Problem description: Arrange the records below as a two-column CSV with the header row text,answer and one row per record. Put each record's text and its answer in separate quoted fields, with any line breaks replaced by spaces.

----

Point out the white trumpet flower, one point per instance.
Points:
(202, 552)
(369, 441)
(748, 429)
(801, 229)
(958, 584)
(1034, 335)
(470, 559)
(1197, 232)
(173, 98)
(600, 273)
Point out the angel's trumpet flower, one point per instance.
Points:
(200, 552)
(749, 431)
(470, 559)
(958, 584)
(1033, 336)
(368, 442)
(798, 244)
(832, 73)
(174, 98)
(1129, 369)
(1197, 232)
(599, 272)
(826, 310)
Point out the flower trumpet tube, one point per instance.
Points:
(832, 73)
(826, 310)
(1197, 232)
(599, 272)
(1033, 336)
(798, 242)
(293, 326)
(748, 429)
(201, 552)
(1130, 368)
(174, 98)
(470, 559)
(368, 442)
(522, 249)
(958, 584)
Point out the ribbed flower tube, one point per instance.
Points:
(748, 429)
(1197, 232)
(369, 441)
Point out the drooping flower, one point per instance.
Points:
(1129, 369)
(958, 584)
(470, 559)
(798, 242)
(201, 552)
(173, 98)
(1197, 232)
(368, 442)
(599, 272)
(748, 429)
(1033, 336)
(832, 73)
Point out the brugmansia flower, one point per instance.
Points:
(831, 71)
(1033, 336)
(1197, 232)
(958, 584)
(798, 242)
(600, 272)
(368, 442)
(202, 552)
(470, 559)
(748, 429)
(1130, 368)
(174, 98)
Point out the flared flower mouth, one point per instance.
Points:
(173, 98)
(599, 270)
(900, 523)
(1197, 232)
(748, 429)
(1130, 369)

----

Right answer:
text,answer
"Point out the white trumpet flower, one point per instance. Points:","(202, 552) (369, 441) (748, 429) (801, 229) (958, 584) (1034, 335) (470, 559) (1197, 232) (173, 98) (600, 273)"
"Point out the angel's trumpet flower, one point per instance. Points:","(200, 552) (749, 431) (470, 559) (958, 584) (1033, 336) (368, 442) (798, 244) (832, 73) (174, 98) (1129, 369) (1197, 232) (599, 272) (826, 310)"
"Point out the flower trumpet tube, one point per instance. Points:","(832, 73) (826, 310) (1197, 232) (599, 272) (1033, 336) (798, 242) (293, 326) (748, 429) (201, 552) (1130, 368) (174, 98) (470, 559) (368, 442) (522, 249) (958, 584)"
"Point out the ribbed flower tube, one point per instance. Points:","(748, 429) (1197, 232) (369, 441)"
"Point out the drooping flower, one point per instance. Points:","(1129, 369) (958, 584) (470, 559) (798, 242) (201, 552) (173, 98) (1197, 232) (368, 442) (599, 272) (748, 429) (1033, 336) (832, 73)"
"Point out the brugmansia flower, one point per instance. Points:","(831, 71) (1033, 336) (1197, 232) (958, 584) (798, 242) (600, 272) (368, 442) (202, 552) (470, 559) (748, 429) (1130, 368) (174, 98)"
"Point out the flared flower mouth, one point per instance. Points:","(173, 98) (599, 270) (900, 523) (1197, 232) (748, 429) (1130, 369)"